# Your task:
Copy exactly the lines from the one containing "pixel 186 130" through the last line of the records below, including both, and leave out any pictures.

<<<<

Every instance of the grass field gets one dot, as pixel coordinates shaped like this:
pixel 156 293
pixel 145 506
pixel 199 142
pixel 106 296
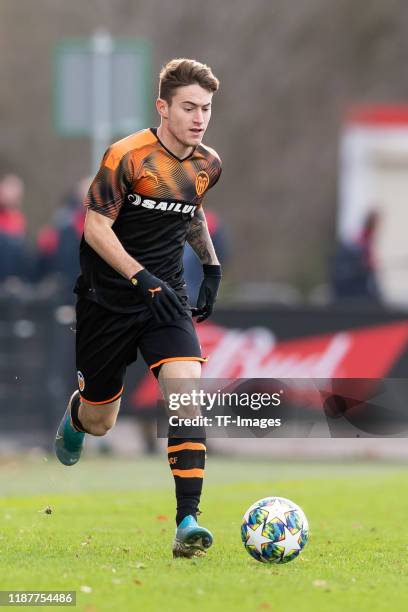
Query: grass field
pixel 109 535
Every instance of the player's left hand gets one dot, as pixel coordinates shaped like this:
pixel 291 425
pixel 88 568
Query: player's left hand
pixel 208 292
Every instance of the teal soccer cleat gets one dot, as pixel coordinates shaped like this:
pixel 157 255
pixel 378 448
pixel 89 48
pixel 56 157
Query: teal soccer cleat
pixel 191 540
pixel 69 441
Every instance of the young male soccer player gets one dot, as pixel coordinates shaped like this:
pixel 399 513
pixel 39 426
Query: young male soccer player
pixel 144 203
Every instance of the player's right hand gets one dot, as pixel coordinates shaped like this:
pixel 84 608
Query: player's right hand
pixel 158 296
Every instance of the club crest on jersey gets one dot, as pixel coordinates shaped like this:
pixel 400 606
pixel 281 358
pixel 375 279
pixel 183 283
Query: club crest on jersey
pixel 81 381
pixel 179 207
pixel 202 182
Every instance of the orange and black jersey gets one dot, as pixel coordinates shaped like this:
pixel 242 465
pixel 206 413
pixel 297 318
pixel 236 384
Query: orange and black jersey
pixel 151 195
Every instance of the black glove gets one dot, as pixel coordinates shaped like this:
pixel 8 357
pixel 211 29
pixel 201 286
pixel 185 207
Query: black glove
pixel 208 292
pixel 160 298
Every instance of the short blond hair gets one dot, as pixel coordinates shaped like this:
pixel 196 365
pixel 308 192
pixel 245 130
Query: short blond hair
pixel 181 72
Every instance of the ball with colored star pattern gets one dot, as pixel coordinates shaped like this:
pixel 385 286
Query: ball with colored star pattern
pixel 274 530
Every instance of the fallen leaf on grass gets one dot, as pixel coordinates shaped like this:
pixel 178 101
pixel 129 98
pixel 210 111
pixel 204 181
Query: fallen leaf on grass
pixel 319 583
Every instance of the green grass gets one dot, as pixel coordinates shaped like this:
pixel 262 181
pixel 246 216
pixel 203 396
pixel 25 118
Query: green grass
pixel 112 525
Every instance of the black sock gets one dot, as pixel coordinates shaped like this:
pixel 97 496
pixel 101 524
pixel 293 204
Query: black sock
pixel 187 462
pixel 74 414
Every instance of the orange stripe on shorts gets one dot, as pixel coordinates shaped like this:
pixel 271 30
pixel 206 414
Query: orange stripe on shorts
pixel 168 359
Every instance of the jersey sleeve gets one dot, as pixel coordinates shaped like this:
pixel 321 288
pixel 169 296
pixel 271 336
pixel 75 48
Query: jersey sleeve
pixel 111 184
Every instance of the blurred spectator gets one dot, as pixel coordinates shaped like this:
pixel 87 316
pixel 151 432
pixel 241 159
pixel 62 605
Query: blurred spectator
pixel 58 242
pixel 13 253
pixel 193 270
pixel 354 268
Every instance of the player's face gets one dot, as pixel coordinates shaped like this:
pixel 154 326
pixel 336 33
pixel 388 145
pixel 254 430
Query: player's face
pixel 188 114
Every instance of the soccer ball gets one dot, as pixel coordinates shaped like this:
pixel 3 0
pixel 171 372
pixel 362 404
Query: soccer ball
pixel 274 530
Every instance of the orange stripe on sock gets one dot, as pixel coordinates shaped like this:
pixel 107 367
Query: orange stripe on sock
pixel 168 359
pixel 194 473
pixel 186 446
pixel 105 401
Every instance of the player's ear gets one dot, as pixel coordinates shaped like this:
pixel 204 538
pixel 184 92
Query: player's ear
pixel 162 108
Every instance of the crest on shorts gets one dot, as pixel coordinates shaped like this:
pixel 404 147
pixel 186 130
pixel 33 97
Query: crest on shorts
pixel 202 182
pixel 81 381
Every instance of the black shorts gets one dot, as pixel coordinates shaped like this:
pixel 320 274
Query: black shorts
pixel 107 342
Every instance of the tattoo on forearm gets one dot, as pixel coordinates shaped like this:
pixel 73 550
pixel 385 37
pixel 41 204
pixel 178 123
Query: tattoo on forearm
pixel 199 238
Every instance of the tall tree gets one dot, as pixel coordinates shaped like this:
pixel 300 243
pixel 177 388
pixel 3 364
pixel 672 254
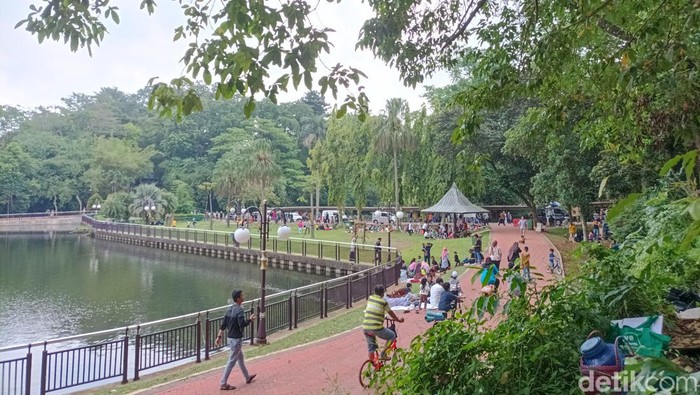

>>>>

# Solution for this problem:
pixel 186 130
pixel 33 97
Query: crest on shorts
pixel 202 182
pixel 81 381
Every instance of the black shorts gets one dot, as pixel coordinates shaped like this:
pixel 320 274
Query: black shorts
pixel 107 342
Every instance of the tattoo on forearm gets one dot, as pixel coordinates shaped like this:
pixel 73 550
pixel 385 37
pixel 41 204
pixel 178 123
Query: tattoo on forearm
pixel 199 238
Every instance of the tall tree gets one dot, as pixel coordinates shaped like this:
pixel 300 243
pixel 177 388
pixel 3 364
pixel 672 254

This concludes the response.